▶ _Items_:
^^^^^^^^

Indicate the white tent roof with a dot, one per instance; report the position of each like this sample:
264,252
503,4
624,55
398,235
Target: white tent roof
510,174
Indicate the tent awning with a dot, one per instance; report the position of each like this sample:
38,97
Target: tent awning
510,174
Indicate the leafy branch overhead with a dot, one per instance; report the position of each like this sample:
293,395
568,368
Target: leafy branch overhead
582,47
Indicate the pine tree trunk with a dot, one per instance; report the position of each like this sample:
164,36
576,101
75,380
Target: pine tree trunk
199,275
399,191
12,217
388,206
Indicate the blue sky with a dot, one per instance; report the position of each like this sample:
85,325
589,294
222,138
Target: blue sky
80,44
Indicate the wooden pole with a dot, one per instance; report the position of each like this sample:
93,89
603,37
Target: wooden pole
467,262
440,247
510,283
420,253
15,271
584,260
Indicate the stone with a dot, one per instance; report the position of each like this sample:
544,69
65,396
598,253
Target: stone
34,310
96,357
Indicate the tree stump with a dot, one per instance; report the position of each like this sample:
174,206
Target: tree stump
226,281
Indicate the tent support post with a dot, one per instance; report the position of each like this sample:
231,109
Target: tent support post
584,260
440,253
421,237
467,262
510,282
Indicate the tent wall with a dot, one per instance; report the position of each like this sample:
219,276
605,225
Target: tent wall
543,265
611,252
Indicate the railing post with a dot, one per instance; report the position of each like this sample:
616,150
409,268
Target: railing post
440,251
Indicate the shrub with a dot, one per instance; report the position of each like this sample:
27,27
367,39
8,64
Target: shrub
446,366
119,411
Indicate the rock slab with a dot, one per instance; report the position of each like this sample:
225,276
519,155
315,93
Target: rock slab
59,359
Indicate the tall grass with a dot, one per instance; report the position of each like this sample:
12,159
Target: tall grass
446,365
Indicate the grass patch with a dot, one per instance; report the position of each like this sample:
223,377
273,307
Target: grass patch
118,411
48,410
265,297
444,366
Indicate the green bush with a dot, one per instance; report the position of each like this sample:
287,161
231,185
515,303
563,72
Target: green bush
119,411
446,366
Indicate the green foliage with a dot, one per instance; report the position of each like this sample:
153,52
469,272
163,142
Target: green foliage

^^^^^^^^

▶ _Requirement_:
Turn every line of the rows above into a Markdown table with the columns No. and Line, numbering each line and leaving out any blank lines.

▶ _Output for this exercise_:
| No. | Line |
|---|---|
| 1 | Indicate the white tent roof with a dot, one per instance; report the position of each like this sample: |
| 2 | 264,252 |
| 3 | 503,4 |
| 4 | 624,55 |
| 5 | 398,235 |
| 6 | Target: white tent roof |
| 7 | 510,174 |
| 8 | Indicate the tent awning with a dot, one per instance; report the position of each like this sample: |
| 9 | 38,97 |
| 10 | Target: tent awning |
| 11 | 510,174 |
| 12 | Indicate the leafy branch overhead with a dot, one per instance; report the position of each like this sample: |
| 13 | 293,395 |
| 14 | 568,368 |
| 15 | Target: leafy branch overhead |
| 16 | 582,47 |
| 17 | Indicate the pine tree trunk with a dot, one per instance; report the position of each like this sample: |
| 18 | 164,36 |
| 19 | 576,101 |
| 20 | 75,380 |
| 21 | Target: pine tree trunk |
| 22 | 199,275 |
| 23 | 399,191 |
| 24 | 12,217 |
| 25 | 388,206 |
| 26 | Indicate the blue sky with a dot, one per instance; report the position of each like this sample: |
| 27 | 85,325 |
| 28 | 589,294 |
| 29 | 222,138 |
| 30 | Target: blue sky |
| 31 | 80,44 |
| 32 | Indicate the wooden pole with a dot, one per instance; report the position of each like this sample: |
| 33 | 93,89 |
| 34 | 603,37 |
| 35 | Target: wooden pole |
| 36 | 467,262 |
| 37 | 440,247 |
| 38 | 510,283 |
| 39 | 420,253 |
| 40 | 15,271 |
| 41 | 584,260 |
| 42 | Indicate the stone with a dot, one per instance; report the position of each like this sample: |
| 43 | 544,69 |
| 44 | 65,396 |
| 45 | 598,253 |
| 46 | Target: stone |
| 47 | 34,310 |
| 48 | 96,357 |
| 49 | Indicate the tree stump with a dot, one per instance; report the position of each like this sample: |
| 50 | 174,206 |
| 51 | Target: tree stump |
| 52 | 226,281 |
| 53 | Indicate the tent support post with a dot, one per instance; report the position of each like this sample: |
| 54 | 231,109 |
| 55 | Target: tent support post |
| 56 | 584,260 |
| 57 | 440,253 |
| 58 | 421,237 |
| 59 | 467,262 |
| 60 | 510,282 |
| 61 | Indicate the tent wall with a dot, one per instance; report the position of each like this sample: |
| 62 | 219,276 |
| 63 | 605,225 |
| 64 | Target: tent wall |
| 65 | 543,265 |
| 66 | 611,252 |
| 67 | Indicate the railing post with a dot, one per instance; report the position of each like this sample: |
| 68 | 616,150 |
| 69 | 409,268 |
| 70 | Target: railing post |
| 71 | 440,251 |
| 72 | Indicate the shrub with a dot, one per instance; report the position of each like this sample: |
| 73 | 27,27 |
| 74 | 367,39 |
| 75 | 8,64 |
| 76 | Target: shrub |
| 77 | 446,366 |
| 78 | 119,411 |
| 79 | Indicate the rock slab with a dot, one per instance; report the position of each like this sample: |
| 80 | 225,276 |
| 81 | 519,155 |
| 82 | 315,93 |
| 83 | Target: rock slab |
| 84 | 59,359 |
| 85 | Indicate the tall grass with a dot, one per instance; report the position of each like this sample: |
| 86 | 12,159 |
| 87 | Target: tall grass |
| 88 | 446,365 |
| 89 | Indicate the grass patch with a dot, one per instance; report the position of each like this sample: |
| 90 | 223,377 |
| 91 | 273,307 |
| 92 | Target: grass patch |
| 93 | 118,411 |
| 94 | 48,410 |
| 95 | 265,297 |
| 96 | 444,366 |
| 97 | Indicate the green bush with a dot, one per instance; report the position of each like this sample: |
| 98 | 287,161 |
| 99 | 231,185 |
| 100 | 515,303 |
| 101 | 563,72 |
| 102 | Target: green bush |
| 103 | 119,411 |
| 104 | 446,366 |
| 105 | Indicate the green foliage with a dot, one per instance; report the position of each like this sample: |
| 106 | 153,52 |
| 107 | 469,272 |
| 108 | 163,142 |
| 109 | Target: green foliage |